**DIRECTIONS FOR THIS TASK:** Set down every record below exactly as it appears, but without the pictures.

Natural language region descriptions
————

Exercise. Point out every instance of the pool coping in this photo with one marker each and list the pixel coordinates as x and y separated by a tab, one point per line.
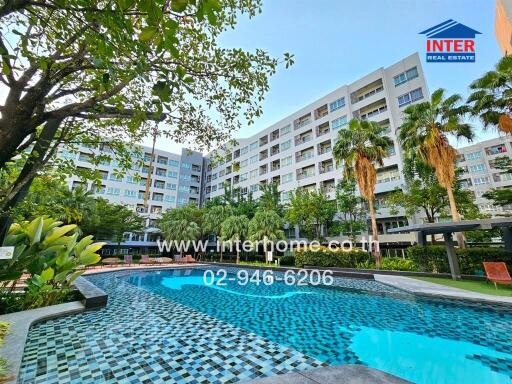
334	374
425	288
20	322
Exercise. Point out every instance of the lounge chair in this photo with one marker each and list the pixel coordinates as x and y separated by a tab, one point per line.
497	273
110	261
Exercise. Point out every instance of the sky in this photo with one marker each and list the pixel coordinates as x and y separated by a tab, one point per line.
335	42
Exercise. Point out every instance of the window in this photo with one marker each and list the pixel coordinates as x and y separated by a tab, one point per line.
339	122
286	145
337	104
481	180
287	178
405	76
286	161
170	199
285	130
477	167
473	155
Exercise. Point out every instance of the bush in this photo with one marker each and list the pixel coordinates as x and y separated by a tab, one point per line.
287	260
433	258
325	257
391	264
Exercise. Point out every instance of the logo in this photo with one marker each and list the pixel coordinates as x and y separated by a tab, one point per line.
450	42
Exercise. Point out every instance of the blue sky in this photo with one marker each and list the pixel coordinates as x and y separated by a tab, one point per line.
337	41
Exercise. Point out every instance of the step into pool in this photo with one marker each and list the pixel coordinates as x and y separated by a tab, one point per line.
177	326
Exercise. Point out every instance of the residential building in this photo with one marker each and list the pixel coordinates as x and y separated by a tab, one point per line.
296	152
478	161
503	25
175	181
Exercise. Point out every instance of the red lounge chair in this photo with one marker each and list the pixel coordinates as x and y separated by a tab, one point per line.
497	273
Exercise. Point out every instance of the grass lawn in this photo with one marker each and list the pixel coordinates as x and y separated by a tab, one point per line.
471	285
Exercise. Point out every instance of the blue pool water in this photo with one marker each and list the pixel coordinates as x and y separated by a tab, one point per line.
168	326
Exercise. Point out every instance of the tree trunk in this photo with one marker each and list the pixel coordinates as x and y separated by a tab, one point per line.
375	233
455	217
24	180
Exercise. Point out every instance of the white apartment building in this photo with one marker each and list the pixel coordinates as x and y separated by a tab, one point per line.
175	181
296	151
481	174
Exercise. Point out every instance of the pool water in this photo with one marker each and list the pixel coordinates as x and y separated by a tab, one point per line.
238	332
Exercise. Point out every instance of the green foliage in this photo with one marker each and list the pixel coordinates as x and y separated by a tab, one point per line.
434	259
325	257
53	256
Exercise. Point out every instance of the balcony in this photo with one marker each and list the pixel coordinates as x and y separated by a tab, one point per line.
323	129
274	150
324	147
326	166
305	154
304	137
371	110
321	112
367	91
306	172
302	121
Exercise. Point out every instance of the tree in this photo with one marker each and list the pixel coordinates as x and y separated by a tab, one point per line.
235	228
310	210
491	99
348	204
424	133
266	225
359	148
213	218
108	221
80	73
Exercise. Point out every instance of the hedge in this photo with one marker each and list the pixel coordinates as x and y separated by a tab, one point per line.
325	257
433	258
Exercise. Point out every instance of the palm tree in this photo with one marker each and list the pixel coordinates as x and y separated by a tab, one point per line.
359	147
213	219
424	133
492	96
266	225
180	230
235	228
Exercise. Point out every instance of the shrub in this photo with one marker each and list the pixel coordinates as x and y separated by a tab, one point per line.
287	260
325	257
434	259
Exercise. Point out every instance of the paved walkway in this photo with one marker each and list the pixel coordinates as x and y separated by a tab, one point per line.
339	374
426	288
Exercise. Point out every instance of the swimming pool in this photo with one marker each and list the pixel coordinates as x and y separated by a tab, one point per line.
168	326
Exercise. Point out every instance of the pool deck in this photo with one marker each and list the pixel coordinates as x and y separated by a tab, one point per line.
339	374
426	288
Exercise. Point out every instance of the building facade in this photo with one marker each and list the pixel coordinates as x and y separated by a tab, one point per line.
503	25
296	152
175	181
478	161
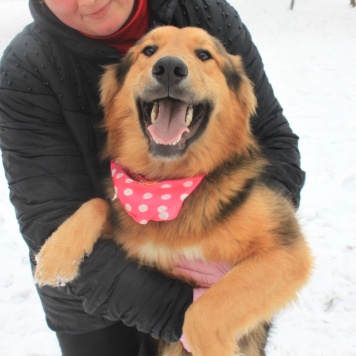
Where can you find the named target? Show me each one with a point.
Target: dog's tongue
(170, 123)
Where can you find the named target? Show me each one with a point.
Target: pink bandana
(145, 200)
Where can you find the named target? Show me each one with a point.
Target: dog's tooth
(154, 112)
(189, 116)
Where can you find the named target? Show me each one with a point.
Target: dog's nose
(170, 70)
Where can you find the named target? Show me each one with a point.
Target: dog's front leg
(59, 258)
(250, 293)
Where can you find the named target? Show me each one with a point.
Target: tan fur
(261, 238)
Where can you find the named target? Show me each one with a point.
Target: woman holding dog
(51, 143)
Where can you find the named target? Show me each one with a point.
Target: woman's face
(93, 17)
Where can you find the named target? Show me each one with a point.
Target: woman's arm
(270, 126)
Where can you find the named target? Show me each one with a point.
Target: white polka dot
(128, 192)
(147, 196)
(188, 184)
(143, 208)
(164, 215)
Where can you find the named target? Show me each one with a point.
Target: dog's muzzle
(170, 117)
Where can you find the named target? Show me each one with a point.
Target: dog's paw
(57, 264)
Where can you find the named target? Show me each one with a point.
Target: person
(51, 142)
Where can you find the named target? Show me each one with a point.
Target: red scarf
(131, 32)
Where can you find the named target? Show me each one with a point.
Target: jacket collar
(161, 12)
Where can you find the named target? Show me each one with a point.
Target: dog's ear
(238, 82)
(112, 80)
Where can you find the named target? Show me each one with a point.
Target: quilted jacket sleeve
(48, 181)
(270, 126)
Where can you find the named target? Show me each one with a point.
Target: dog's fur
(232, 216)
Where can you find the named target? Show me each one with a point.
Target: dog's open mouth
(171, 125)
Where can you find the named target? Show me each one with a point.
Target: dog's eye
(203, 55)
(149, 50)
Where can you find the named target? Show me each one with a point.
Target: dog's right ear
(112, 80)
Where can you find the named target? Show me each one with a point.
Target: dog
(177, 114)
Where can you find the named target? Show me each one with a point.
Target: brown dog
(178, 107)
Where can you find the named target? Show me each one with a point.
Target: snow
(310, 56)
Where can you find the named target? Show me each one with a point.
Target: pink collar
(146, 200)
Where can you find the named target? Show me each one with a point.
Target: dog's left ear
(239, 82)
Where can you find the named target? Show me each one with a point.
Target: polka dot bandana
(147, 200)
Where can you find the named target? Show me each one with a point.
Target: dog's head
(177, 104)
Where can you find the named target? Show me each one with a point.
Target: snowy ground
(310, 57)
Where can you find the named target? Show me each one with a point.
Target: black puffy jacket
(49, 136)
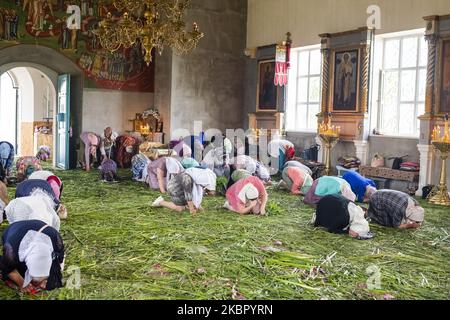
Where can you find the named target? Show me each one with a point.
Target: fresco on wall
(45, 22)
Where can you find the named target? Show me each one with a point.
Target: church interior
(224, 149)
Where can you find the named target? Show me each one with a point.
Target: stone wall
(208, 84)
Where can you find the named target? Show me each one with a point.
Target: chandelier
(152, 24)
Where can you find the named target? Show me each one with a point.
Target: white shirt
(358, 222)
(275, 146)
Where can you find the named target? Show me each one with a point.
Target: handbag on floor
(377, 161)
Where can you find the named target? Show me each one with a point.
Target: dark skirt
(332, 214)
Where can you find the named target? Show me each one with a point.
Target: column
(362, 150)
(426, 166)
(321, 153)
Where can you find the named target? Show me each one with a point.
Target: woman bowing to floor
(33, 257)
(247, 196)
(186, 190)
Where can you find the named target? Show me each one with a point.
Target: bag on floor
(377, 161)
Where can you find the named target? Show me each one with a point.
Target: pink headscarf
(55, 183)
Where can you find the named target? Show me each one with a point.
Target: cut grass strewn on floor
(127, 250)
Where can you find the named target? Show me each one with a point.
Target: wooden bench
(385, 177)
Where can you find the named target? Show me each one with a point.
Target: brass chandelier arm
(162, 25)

————

**RESULT FOR THIS TASK:**
Exercise. Point out every instance of the pool coping in this photo with one marker each and list the pixel coordinates as x and y separated by a tab, one point per line.
334	374
425	288
20	322
Exercise. Point out every instance of the lounge chair in this photo with one marker each and list the pixel coordinates as x and y separated by a tab, one point per line.
497	273
110	261
Exercise. Point out every instance of the sky in this photo with one marker each and list the pixel coordinates as x and y separated by a tab, one point per line.
335	42
Exercise. Point out every instance of the window in this photo with one marker each and list the pixel coordinates as x and y separated by a tab, one point per line.
339	122
286	145
337	104
481	180
287	178
405	76
286	161
170	199
285	130
477	167
473	155
Exercise. Point out every instance of the bush in this photo with one marker each and list the pixel coordinates as x and y separated by a tab, one point per line.
287	260
433	258
325	257
391	264
Exercise. Point out every instance of the logo in this photo with one marker each and list the pixel coordinates as x and y separated by a tab, one point per line.
450	42
Exercise. Point out every instance of the blue sky in this photo with one marker each and list the pixel coordinates as x and y separated by a tab, one point per line.
337	41
Exercise. Point out every instance of the step into pool in this photo with one marker each and list the pixel coordinates as x and y separated by a tab, one point per line.
177	326
Exercise. Point out every instance of the residential building in this photo with one marker each and list the pixel coordinates as x and y separated by a tab, one point per line.
296	152
478	161
503	25
175	181
Exercise. Point out every instance of the red lounge chair in this photo with one marker each and list the pixel coordinates as x and y separated by a tab, one point per line.
497	273
Exercise. Point out every instance of the grass lawn in this photo with one marker each and list the pixel coordinates as x and y separated by a tab, one point per line.
471	285
Exercise. Point out every instance of the blue pool water in this photo with one marker each and list the pixel coordinates as x and y separated by a tab, one point per line.
168	326
Exercise. Point out every instance of the tree trunk in this photo with one marker each and list the pixel coordinates as x and y separated by a tab, one point per line.
375	233
455	217
24	180
Exercise. Point out every instance of the white apartment building in this photo with one marker each and list the pixel coordinates as x and y separated by a tab, one point per line.
175	181
296	151
481	174
Exercise. Point out every instance of the pool water in this photo with one marker each and list the pixel coordinates as x and y separated by a tab, one point per line.
238	332
Exercise. Point out every instance of the green foliage in this photo with one marker each and list the pixel coordinates as x and y separated by a tab, one point per line.
434	259
325	257
53	256
Exercise. Point out every instance of the balcony in this photo with one marker each and list the pixel coordinates as x and y separated by a tab, one point per line.
323	129
274	150
324	147
326	166
305	154
304	137
371	110
321	112
367	91
306	172
302	121
Exercise. Point out every instance of the tree in this photo with one marker each and list the pixel coordinates as x and y separated by a tab, one point per line.
235	228
310	210
491	99
348	204
424	133
266	225
359	148
213	218
108	221
80	73
Exercise. Point out every instance of the hedge in this photo with one marker each and list the pixel coordinates as x and y separated by a tab, one point per line.
325	257
433	258
Exercise. Point out every instance of the palm tree in this photo with one marker each and list the pixel coordinates as x and y separated by a tab, one point per line.
359	147
213	219
424	133
492	96
266	225
180	230
235	228
Exercise. Point out every instance of the shrub in this photo with one marker each and list the pixel coordinates as x and y separated by a tab, one point per line.
287	260
325	257
434	259
Exercise. Point out every instance of the paved walkway in this photo with one marker each and list the pixel coordinates as x and y separated by a tab, one point per line.
339	374
426	288
Exercise. Point out every instance of the swimming pool in this photo with one marker each and list the pixel coordinates as x and y separated by a tab, one point per line.
168	326
Exercise. Point out every instance of the pool deck in this photo with one marker each and list the pixel coordinates as x and y separated by a tab, one point per line.
339	374
426	288
Exercise. Point out every instance of the building facade in this photo with one marker each and list the pixel coordinates as x and y separated by a tab, one point per line.
503	25
296	152
175	181
478	161
Where can you find the named target? Show me each one with a point.
Target: dog's tongue
(170, 123)
Where can you find the named target? Show me each one with a point.
Target: pink bandana
(145, 200)
Where can you find the named target? Show me each one with a point.
Target: dog's tooth
(154, 112)
(189, 116)
Where can you find the named target? Show me each one with a point.
Target: dog's nose
(170, 70)
Where can you find the named target? Show me each one with a point.
Target: dog's front leg
(59, 258)
(250, 293)
Where can you find the named target? Show me each one with a point.
Target: tan fur
(261, 238)
Where can you find the named target? Show me each one with a point.
Target: woman holding dog
(51, 143)
Where can you find the named target? Show me each one with a point.
Target: woman's face
(93, 17)
Where can you find the named target? Show me each one with a point.
Target: woman's arm
(270, 126)
Where can you find the named target? Show me each one with a point.
Target: white polka dot
(128, 192)
(147, 196)
(188, 184)
(143, 208)
(164, 215)
Where can you find the named target? Show me each one with a point.
Target: dog's muzzle
(170, 117)
Where can you find the named target? Show me each one with a point.
Target: dog's paw
(57, 264)
Where can you find the named target? Show me each one with a point.
Target: person
(51, 142)
Where can you find the named target? Show me each one with a point.
Target: red scarf
(131, 32)
Where can you find the named target? Show me each one with a point.
Target: jacket collar
(161, 12)
Where can you find the named target? Show me each one with a point.
Target: dog's ear
(238, 82)
(112, 80)
Where can you find the named target? Show me each one with a point.
Target: quilted jacket sleeve
(48, 181)
(270, 126)
Where can you find the named target? Show me each one with a point.
Target: dog's fur
(232, 216)
Where can you find the named target? Show me each one with a point.
Target: dog's open mouth
(171, 125)
Where can you find the named target? Show me each one with a point.
Target: dog's eye
(203, 55)
(149, 50)
Where can you find the named target? Show me each one with a point.
Target: dog's right ear
(112, 80)
Where can you find the named target? Show me each one with a point.
Target: dog
(177, 114)
Where can you find the named target? Show me each one with a point.
Target: brown dog
(178, 107)
Where can you find the named target? Show me each one with a point.
Target: snow
(310, 56)
Where can you find the named target? Show me each one with a point.
Target: pink collar
(146, 200)
Where can you find the named target? Show me each one with a point.
Target: dog's left ear
(239, 82)
Where can you find the named target? Show me each one with a point.
Target: polka dot bandana
(147, 200)
Where can you find the named target? Show me each one with a point.
Target: dog's head
(177, 104)
Where can you find the named target? Show me each one with a point.
Target: snowy ground
(310, 57)
Where can you find the named target? Show me each one with a point.
Target: black puffy jacket
(49, 136)
Where can you find the named target? Show me each one with a point.
Target: fresco on wall
(45, 22)
Where can you find the named target? Show me each one with a point.
Target: church interior
(224, 149)
Where can you find the named target? Show me each one with a point.
Target: stone wall
(208, 84)
Where can you find the named target? Show me each one with a point.
Target: chandelier
(152, 24)
Where can you find the named target? Show me each one with a point.
Target: white shirt
(358, 222)
(275, 146)
Where can you find the named target? Show me each one with a point.
Target: handbag on floor
(377, 161)
Where can you find the named target? Show me each one with a point.
Target: dark skirt
(332, 214)
Where can you find the named target? Show me each one with a point.
Target: column
(362, 150)
(426, 166)
(321, 153)
Where can you find the named target? Show me each one with a point.
Target: woman bowing to floor
(33, 257)
(247, 196)
(186, 190)
Where can you find the named target? Show me each one with a point.
Target: bag on floor
(377, 161)
Where can you find the named target? Show me each one with a point.
Target: pink headscarf
(55, 183)
Where can you find the named target? Show me each one with a point.
Target: cut grass strewn on floor
(127, 250)
Where can you find the named target? Show me each one with a point.
Target: wooden bench
(385, 177)
Where can you find the named target? Show me each one with a point.
Target: brass chandelier arm
(162, 25)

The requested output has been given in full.